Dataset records
· · · · · · ·
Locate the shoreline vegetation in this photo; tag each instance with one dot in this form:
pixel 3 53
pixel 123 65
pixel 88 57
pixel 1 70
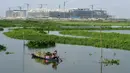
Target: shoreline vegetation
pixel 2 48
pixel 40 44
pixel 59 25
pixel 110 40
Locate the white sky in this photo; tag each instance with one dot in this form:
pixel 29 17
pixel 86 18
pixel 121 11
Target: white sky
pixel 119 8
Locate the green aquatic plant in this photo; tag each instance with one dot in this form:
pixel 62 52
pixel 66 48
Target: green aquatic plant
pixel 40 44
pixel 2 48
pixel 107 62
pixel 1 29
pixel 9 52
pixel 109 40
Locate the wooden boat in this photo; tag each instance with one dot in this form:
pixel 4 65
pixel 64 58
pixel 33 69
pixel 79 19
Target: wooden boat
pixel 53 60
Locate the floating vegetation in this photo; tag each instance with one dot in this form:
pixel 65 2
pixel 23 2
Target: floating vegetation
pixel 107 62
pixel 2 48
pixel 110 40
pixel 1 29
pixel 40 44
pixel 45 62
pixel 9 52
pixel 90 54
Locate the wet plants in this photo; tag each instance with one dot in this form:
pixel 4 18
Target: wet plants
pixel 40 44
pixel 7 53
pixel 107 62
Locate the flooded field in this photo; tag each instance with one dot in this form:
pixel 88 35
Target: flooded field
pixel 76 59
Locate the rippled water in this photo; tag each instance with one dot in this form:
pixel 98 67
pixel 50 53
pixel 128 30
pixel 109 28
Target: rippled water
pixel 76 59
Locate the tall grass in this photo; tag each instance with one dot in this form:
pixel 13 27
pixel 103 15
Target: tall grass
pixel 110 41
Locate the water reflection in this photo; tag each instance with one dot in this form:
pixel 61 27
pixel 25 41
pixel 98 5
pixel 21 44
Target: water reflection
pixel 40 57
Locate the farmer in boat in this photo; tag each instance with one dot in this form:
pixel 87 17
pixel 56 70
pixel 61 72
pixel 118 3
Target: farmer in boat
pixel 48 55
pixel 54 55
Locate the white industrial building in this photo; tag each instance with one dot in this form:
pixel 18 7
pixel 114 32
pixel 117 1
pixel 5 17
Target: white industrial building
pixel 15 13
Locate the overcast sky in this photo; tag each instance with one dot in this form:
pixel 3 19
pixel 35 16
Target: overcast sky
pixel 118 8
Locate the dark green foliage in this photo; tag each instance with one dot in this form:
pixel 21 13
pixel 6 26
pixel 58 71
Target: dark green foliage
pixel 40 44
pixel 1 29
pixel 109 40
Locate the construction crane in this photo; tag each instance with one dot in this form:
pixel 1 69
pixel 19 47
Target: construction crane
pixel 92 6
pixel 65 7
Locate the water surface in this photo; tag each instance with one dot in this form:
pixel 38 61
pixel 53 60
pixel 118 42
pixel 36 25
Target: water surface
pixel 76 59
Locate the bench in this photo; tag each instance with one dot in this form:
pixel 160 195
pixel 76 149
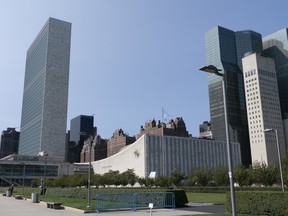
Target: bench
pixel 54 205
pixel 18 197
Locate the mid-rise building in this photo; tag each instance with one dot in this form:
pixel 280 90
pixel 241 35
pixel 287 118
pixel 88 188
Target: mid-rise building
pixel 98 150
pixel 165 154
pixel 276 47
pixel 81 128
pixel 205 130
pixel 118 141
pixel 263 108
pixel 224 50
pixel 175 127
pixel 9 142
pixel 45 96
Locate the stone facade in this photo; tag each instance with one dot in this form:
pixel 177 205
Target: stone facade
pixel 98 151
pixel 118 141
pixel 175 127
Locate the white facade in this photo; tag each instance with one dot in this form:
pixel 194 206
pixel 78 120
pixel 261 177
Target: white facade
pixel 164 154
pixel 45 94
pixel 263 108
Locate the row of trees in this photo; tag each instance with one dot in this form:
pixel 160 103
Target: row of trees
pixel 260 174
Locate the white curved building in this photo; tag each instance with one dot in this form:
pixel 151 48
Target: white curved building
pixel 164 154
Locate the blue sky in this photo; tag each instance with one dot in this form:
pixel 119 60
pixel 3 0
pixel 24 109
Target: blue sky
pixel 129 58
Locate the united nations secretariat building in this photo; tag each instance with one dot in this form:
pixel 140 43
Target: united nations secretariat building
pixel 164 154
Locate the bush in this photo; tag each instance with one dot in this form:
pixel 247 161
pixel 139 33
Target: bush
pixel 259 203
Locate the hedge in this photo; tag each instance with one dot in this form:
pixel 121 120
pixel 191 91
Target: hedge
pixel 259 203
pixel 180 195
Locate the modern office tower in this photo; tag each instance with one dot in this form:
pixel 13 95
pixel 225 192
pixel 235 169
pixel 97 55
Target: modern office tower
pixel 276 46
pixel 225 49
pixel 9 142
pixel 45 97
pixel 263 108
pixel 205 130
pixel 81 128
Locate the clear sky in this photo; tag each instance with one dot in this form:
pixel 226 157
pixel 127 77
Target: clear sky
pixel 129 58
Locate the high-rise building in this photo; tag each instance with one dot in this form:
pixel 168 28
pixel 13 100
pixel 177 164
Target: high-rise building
· · · · · · ·
TASK DETAILS:
Retype the part of the rows that opens with the line containing "Locate the farmer" and closes with the line containing "pixel 45 96". Leave the pictures out.

THE RESPONSE:
Locate the farmer in boat in this photo; tag each instance with one dot in this form:
pixel 87 17
pixel 56 70
pixel 61 72
pixel 118 3
Target: farmer in boat
pixel 48 55
pixel 54 55
Locate the white industrial building in this photo; tag each instance with one dot in this form:
pixel 18 7
pixel 114 32
pixel 117 1
pixel 5 17
Target: white industrial building
pixel 15 13
Locate the overcast sky in this photo; tag each instance with one dot in this form:
pixel 3 19
pixel 35 16
Target: overcast sky
pixel 118 8
Locate the dark green foliage in this photo; tag each instance with one dot in this form:
pixel 21 13
pixel 6 26
pixel 58 71
Target: dark green foliage
pixel 40 44
pixel 1 29
pixel 109 40
Locate the construction crane in this photo; tag each instance with one dot in this form:
pixel 1 69
pixel 19 47
Target: construction crane
pixel 92 6
pixel 65 7
Locate the water surface in this photo; tag each instance with one dot in this form:
pixel 38 61
pixel 53 60
pixel 118 42
pixel 36 25
Target: water surface
pixel 76 59
Locate the bench in this photo; tag each instance with one dot in this form:
pixel 160 195
pixel 76 149
Target: bench
pixel 54 205
pixel 18 197
Locate the mid-rise building in this photo; tag each instance with one dot in this form:
pixel 280 90
pixel 241 35
pixel 287 118
pixel 88 188
Target: mid-rise building
pixel 98 150
pixel 165 154
pixel 276 47
pixel 81 128
pixel 205 130
pixel 118 141
pixel 263 108
pixel 224 50
pixel 175 127
pixel 9 142
pixel 45 96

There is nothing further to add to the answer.